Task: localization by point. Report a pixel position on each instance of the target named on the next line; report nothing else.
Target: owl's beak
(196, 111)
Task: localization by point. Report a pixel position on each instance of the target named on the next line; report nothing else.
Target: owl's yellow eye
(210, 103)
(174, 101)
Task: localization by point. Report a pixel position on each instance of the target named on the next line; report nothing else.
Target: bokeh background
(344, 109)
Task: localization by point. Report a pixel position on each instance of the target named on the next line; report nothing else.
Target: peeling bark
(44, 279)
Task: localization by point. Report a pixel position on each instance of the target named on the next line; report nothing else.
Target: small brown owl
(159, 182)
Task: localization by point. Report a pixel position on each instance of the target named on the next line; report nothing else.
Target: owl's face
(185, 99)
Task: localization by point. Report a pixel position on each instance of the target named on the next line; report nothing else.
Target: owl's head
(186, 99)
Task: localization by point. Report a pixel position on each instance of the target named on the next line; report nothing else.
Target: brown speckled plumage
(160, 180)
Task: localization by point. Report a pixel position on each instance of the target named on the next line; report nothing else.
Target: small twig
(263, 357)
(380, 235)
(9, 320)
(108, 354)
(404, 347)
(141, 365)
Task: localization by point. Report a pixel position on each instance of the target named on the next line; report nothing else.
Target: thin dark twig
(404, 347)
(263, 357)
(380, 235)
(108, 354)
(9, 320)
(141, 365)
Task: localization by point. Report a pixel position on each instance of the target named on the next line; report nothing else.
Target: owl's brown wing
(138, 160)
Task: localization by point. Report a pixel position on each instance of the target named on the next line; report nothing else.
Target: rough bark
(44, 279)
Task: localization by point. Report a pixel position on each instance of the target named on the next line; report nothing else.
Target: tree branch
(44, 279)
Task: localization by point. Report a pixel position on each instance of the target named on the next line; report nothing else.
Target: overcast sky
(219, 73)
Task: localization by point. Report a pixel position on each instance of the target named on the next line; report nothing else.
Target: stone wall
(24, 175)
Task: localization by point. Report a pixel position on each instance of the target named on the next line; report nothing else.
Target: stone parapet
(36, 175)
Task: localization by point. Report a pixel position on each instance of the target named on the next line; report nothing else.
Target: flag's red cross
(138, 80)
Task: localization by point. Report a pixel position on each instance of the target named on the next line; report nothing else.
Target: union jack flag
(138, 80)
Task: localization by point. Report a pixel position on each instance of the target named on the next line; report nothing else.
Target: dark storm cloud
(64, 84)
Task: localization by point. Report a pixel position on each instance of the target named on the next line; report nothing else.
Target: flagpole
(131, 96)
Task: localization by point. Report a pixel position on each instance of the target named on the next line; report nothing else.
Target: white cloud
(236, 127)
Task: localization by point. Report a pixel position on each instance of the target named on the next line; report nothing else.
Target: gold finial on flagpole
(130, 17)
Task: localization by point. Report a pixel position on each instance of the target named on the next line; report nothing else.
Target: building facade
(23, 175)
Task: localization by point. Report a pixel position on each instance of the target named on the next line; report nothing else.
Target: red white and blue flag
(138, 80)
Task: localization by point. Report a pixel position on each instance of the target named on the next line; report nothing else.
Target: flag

=======

- What you will do -
From the first line to the last, write out the data exactly.

- Written solution -
Task: localization by point. Report a pixel position on each instance of the target named on the next line; report nothing else.
Target: owl's beak
(196, 111)
Task: localization by point. Report a pixel position on each instance of the target named on the next line; report nothing else.
Target: owl's yellow eye
(210, 103)
(174, 101)
Task: localization by point. Report a pixel position on each instance of the target named on the next line; report nothing else.
Target: bokeh background
(344, 109)
Task: localization by point. Report a pixel position on each instance of the target named on the next line; report nothing else.
Target: peeling bark
(44, 279)
Task: localization by point. Report a pixel position on each instance of the target named on the next line; report nothing else.
Target: small brown owl
(159, 182)
Task: localization by point. Report a pixel position on each instance of the target named on the next line; report nothing else.
Target: owl's face
(185, 99)
Task: localization by point. Report a pixel position on each instance of the target named on the next line; report nothing else.
Target: owl's head
(186, 99)
Task: localization by point. Report a pixel position on each instance of the target named on the next line; report nothing else.
Target: brown speckled plumage
(160, 180)
Task: localization by point. Report a pixel position on each instance of the target named on the next line; report nothing else.
Target: small twig
(263, 357)
(380, 235)
(9, 320)
(108, 354)
(404, 347)
(141, 365)
Task: localization by point. Report a pixel position on each instance of the target named on the next line; report nothing else.
Target: thin dark twig
(404, 347)
(263, 357)
(380, 235)
(108, 354)
(9, 320)
(141, 365)
Task: localization by point. Report a pixel position on each instance of the target named on the next line; report nothing else.
Target: owl's brown wing
(138, 160)
Task: localization by point. Report a pixel position on each instance of the target named on the next line; report nothing else.
Target: rough bark
(44, 279)
Task: localization by point. Report a pixel position on each instance of the target named on the next line; report nothing else.
Target: tree branch
(44, 279)
Task: localization by point. Report a pixel position on each instance of the target named on the next line; report nothing else.
Target: overcast sky
(219, 73)
Task: localization by point. Report a pixel position on each instance of the target named on the next line; report nothing else.
Target: stone wall
(24, 175)
Task: localization by point. Report a pixel position on each instance of the target named on the next line; report nothing else.
Target: stone parapet
(36, 175)
Task: localization by point. Report a pixel position on each instance of the target named on the next line; report nothing else.
Target: flag's red cross
(138, 80)
Task: localization by point. Report a pixel position on each instance of the target named on the next line; report nothing else.
Target: union jack flag
(138, 80)
Task: localization by point. Report a pixel position on each instance of the target named on the next line; report nothing else.
Target: dark storm cloud
(64, 84)
Task: localization by point. Report a pixel position on each instance of the target named on the next line; report nothing else.
Target: flagpole
(131, 96)
Task: localization by point. Report a pixel position on each instance of the target named on the next line; report nothing else.
Target: white cloud
(236, 127)
Task: localization by point. Report a pixel position on each instance of the target named on the next line; report nothing else.
Target: gold finial on flagpole
(130, 17)
Task: localization by point. Report a pixel position on each instance of the target named on the next line; report nothing else.
Target: building facade
(23, 175)
Task: localization by point. Report a pixel position on each instance of the target named on the next line; report nothing else.
Target: red white and blue flag
(138, 80)
Task: localization by point. Report a pixel position on each instance of the target named on the next line; report nothing else.
Target: flag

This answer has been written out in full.